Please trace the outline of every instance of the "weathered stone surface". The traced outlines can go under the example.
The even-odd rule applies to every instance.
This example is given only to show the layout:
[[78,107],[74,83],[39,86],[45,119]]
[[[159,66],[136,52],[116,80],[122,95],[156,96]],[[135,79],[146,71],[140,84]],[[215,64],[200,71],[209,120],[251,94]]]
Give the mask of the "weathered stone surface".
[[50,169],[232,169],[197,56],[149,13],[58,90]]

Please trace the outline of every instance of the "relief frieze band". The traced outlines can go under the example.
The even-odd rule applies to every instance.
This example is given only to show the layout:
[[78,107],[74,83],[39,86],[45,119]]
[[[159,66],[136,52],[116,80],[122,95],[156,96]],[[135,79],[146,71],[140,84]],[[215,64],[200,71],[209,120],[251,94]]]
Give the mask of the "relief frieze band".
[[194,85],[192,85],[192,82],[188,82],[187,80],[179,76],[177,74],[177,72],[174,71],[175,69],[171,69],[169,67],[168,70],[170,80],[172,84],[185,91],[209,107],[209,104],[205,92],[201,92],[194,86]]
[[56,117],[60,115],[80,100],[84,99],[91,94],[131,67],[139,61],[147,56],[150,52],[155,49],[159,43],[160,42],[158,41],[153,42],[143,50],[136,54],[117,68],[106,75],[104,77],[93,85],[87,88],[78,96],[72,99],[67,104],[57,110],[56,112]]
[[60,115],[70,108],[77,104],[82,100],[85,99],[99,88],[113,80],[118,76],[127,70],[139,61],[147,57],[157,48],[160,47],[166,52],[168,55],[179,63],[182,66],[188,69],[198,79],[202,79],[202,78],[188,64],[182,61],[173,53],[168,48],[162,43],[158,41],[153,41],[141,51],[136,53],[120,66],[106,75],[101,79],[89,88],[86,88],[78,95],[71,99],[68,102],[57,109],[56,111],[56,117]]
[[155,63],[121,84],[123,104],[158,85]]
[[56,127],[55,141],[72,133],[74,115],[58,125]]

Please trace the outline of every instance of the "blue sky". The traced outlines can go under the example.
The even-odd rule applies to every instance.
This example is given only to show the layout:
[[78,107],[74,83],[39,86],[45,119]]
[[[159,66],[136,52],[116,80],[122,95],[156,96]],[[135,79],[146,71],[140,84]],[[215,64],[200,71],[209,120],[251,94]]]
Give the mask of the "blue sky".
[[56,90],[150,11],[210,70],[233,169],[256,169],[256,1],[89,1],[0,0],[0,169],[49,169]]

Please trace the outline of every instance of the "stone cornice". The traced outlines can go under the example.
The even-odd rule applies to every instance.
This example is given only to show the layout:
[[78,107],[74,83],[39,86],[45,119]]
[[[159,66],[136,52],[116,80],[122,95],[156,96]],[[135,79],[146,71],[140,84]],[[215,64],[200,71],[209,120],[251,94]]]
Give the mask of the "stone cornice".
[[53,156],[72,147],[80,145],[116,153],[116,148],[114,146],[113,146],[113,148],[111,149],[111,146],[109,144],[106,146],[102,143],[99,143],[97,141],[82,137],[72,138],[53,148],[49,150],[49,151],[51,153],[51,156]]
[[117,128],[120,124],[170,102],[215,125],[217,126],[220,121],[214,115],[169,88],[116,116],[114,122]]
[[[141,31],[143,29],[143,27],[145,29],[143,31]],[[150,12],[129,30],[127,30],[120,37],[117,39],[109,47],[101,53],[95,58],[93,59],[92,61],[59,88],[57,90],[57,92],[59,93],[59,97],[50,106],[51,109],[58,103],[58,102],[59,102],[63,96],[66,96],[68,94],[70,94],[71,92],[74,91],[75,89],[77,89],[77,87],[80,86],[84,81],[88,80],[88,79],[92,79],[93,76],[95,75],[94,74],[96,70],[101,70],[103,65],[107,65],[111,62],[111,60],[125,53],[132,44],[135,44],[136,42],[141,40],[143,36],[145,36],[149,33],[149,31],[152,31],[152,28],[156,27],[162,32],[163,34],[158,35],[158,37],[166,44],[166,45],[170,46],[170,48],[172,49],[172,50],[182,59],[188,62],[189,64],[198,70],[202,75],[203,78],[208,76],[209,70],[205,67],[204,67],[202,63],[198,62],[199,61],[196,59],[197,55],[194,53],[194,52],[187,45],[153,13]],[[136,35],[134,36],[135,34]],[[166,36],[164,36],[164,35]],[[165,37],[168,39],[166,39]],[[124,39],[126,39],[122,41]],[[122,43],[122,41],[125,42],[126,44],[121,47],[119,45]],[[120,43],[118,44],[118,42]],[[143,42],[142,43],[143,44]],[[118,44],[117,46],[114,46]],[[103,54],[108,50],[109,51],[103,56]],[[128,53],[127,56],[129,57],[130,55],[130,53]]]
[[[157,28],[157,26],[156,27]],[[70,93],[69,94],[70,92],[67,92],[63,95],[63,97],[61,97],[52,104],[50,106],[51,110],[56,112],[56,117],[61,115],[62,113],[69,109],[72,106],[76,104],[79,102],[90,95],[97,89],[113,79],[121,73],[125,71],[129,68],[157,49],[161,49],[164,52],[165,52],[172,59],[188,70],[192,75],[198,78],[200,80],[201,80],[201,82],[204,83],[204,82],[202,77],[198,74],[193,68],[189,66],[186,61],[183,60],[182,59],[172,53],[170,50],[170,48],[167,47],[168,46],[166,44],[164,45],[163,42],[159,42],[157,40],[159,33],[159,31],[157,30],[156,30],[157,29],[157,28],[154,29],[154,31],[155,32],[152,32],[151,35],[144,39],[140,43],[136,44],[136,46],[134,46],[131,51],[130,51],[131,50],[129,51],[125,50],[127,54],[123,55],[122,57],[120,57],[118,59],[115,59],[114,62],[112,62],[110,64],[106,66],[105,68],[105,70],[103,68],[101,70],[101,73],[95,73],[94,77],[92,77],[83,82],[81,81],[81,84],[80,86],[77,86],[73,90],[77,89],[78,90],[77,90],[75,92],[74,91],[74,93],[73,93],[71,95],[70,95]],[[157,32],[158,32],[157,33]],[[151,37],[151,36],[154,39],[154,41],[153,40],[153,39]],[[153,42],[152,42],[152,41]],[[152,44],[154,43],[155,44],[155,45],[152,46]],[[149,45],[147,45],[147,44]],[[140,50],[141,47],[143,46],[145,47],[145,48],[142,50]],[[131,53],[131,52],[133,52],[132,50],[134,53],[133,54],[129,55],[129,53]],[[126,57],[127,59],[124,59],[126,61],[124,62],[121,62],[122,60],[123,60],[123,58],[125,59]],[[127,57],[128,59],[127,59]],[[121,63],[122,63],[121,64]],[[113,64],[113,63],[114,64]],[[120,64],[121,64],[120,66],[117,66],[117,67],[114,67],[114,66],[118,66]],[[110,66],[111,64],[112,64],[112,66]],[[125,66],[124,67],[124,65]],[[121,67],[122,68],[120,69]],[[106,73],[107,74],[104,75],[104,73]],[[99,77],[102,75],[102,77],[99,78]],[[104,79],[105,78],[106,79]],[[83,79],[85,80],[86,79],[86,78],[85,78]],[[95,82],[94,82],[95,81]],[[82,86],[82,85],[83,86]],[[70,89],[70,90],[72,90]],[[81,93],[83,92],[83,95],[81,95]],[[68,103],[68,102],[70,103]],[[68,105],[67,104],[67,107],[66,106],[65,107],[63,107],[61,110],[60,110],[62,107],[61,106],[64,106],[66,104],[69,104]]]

■ ■ ■ ■ ■

* [Aim of the exercise]: Render each line of the records above as a numbered list, leaving out the blank lines.

* [Task solution]:
1. Please trace the outline of every instance of the "weathered stone surface". The traced outlines can go under the example.
2. The even-odd rule applies to every instance.
3. This example is given only to show the layout:
4. [[78,107],[74,83],[39,86],[45,119]]
5. [[[159,66],[136,52],[116,80],[122,95],[156,96]],[[135,79],[146,71],[140,84]],[[215,64],[200,71],[209,120],[251,94]]]
6. Give the mask of the "weathered stone surface".
7. [[50,169],[232,169],[197,56],[149,13],[58,90]]
8. Please trace the outline of every instance of the "relief frieze band". The traced outlines can go under the example.
9. The even-odd rule applies to every instance.
10. This example is given only to show the layout:
11. [[78,107],[74,83],[39,86],[45,119]]
12. [[[159,66],[136,52],[116,80],[122,95],[156,96]],[[135,79],[146,71],[140,84]],[[215,64],[200,71],[209,120],[251,94]]]
13. Give the mask of the "relief frieze band".
14. [[194,85],[192,85],[192,82],[188,82],[187,80],[179,76],[177,74],[177,72],[174,71],[175,69],[171,69],[169,67],[168,70],[170,80],[172,84],[185,91],[209,107],[209,104],[205,92],[201,92],[194,86]]
15. [[56,117],[60,115],[80,100],[84,99],[91,94],[131,67],[139,61],[147,56],[150,52],[155,49],[159,43],[160,42],[158,41],[153,42],[143,50],[136,54],[117,68],[106,75],[104,77],[93,85],[87,88],[78,96],[72,99],[67,104],[57,110],[56,112]]
16. [[60,115],[70,108],[77,104],[82,100],[85,99],[99,88],[113,80],[118,76],[127,70],[139,61],[147,57],[157,48],[160,47],[166,52],[168,55],[179,63],[182,66],[188,69],[198,79],[202,79],[202,78],[188,64],[182,61],[173,53],[168,48],[162,43],[158,41],[153,41],[141,51],[136,53],[120,66],[106,75],[101,79],[89,88],[86,88],[78,95],[71,99],[68,102],[57,109],[56,111],[56,117]]
17. [[155,63],[121,84],[123,104],[158,85]]
18. [[56,127],[55,141],[72,133],[74,115],[58,125]]
19. Please trace the outline of every instance of the "blue sky". The traced outlines can go under the example.
20. The even-odd rule applies to every instance.
21. This example is given only to show the layout:
22. [[78,107],[74,83],[39,86],[45,119]]
23. [[[159,66],[136,52],[116,80],[122,95],[156,96]],[[135,79],[146,71],[140,84]],[[215,64],[200,71],[209,120],[251,94]]]
24. Give the mask of the "blue sky".
25. [[56,90],[150,11],[210,70],[233,169],[256,169],[256,1],[89,1],[0,0],[0,169],[49,169]]
26. Please trace the outline of every instance of the "stone cornice". The traced outlines can go under the example.
27. The even-odd rule applies to every instance.
28. This example is given only to show the layout:
29. [[78,107],[74,83],[39,86],[45,119]]
30. [[[159,66],[136,52],[116,80],[122,95],[156,96]],[[135,79],[146,71],[140,84]],[[215,64],[200,71],[209,120],[251,94]]]
31. Give the mask of the "stone cornice".
32. [[53,156],[72,147],[80,145],[116,153],[116,148],[114,146],[113,146],[113,148],[111,149],[111,146],[109,144],[106,146],[102,143],[99,143],[97,141],[82,137],[72,138],[53,148],[49,150],[49,151],[51,153],[51,156]]
33. [[117,128],[120,124],[170,102],[215,125],[217,126],[220,121],[214,115],[169,88],[116,116],[114,122]]
34. [[[141,31],[143,29],[143,27],[145,29],[143,31]],[[150,12],[129,30],[127,30],[120,37],[117,39],[109,47],[101,53],[95,58],[93,59],[92,61],[59,88],[57,90],[57,92],[59,93],[59,97],[50,106],[51,109],[58,103],[58,102],[59,102],[63,96],[66,96],[68,94],[70,94],[71,92],[74,91],[75,89],[77,89],[77,87],[80,86],[84,81],[88,80],[88,79],[92,79],[93,76],[95,75],[94,74],[96,70],[101,70],[103,65],[107,65],[111,62],[111,60],[125,53],[132,44],[135,44],[136,42],[141,40],[143,36],[145,36],[149,33],[149,31],[152,31],[152,28],[156,27],[162,32],[163,34],[158,35],[158,37],[166,44],[166,45],[170,46],[170,48],[172,49],[172,50],[182,59],[188,62],[189,64],[198,70],[202,75],[203,78],[208,76],[209,70],[205,67],[204,67],[202,63],[198,62],[199,61],[196,59],[197,55],[194,53],[194,52],[187,45],[153,13]],[[136,35],[134,36],[135,34]],[[166,36],[164,36],[164,35]],[[165,37],[168,39],[166,39]],[[124,39],[126,39],[122,41]],[[122,43],[122,41],[125,42],[126,44],[121,47],[119,45]],[[120,43],[118,44],[118,42]],[[143,42],[142,43],[143,44]],[[118,44],[117,46],[114,46]],[[103,54],[108,50],[109,51],[103,56]],[[128,53],[127,56],[129,57],[130,55],[130,53]]]
35. [[[157,28],[157,26],[156,27]],[[70,93],[69,94],[70,92],[67,92],[63,95],[63,97],[61,97],[52,104],[50,106],[51,110],[56,112],[56,117],[61,115],[62,113],[69,109],[72,106],[76,104],[79,102],[90,95],[97,89],[113,79],[121,73],[125,71],[129,68],[157,49],[161,49],[164,52],[165,52],[172,59],[188,70],[192,75],[198,78],[200,80],[201,80],[201,82],[204,83],[204,82],[202,77],[198,74],[193,68],[189,66],[186,61],[183,60],[182,59],[172,53],[170,50],[170,48],[167,47],[168,46],[166,44],[164,45],[163,42],[159,42],[157,40],[159,33],[159,31],[157,30],[156,30],[157,29],[157,28],[154,29],[154,31],[155,32],[152,32],[151,35],[144,39],[140,43],[136,44],[136,46],[134,46],[131,51],[130,51],[131,50],[129,51],[125,50],[127,54],[123,55],[122,57],[120,57],[118,59],[115,59],[114,62],[112,62],[110,64],[106,66],[105,68],[105,70],[103,68],[101,70],[101,73],[95,73],[94,77],[92,77],[83,82],[81,81],[81,84],[80,86],[77,86],[73,90],[77,89],[78,90],[77,90],[75,92],[74,91],[74,93],[73,93],[71,95],[70,95]],[[157,32],[158,32],[157,33]],[[151,37],[151,36],[154,39],[154,41],[153,40],[153,39]],[[153,42],[152,42],[152,41]],[[152,44],[154,43],[155,44],[155,45],[152,46]],[[149,45],[147,45],[147,44]],[[140,50],[141,47],[143,46],[145,47],[145,48],[142,50]],[[131,53],[131,52],[133,52],[132,50],[134,53],[133,54],[129,55],[129,53]],[[126,57],[127,59],[124,59],[126,61],[124,62],[121,62],[122,60],[123,60],[123,58],[125,59]],[[127,57],[128,59],[127,59]],[[121,63],[122,63],[121,64]],[[113,64],[113,63],[114,64]],[[120,64],[121,64],[120,66],[117,66],[117,67],[114,67],[114,66],[118,66]],[[110,66],[111,64],[112,64],[112,66]],[[125,66],[124,67],[124,65]],[[121,67],[122,68],[120,69]],[[106,73],[107,74],[104,75],[104,73]],[[99,77],[102,75],[102,77],[99,78]],[[104,79],[105,78],[106,79]],[[83,79],[85,80],[86,79],[86,78],[85,78]],[[95,82],[94,82],[95,81]],[[82,86],[82,85],[83,86]],[[70,89],[70,90],[72,90]],[[81,93],[83,92],[83,95],[81,95]],[[68,103],[68,102],[70,103]],[[68,105],[67,104],[67,107],[66,106],[65,107],[63,107],[61,110],[60,110],[62,107],[61,106],[64,106],[66,104],[69,104]]]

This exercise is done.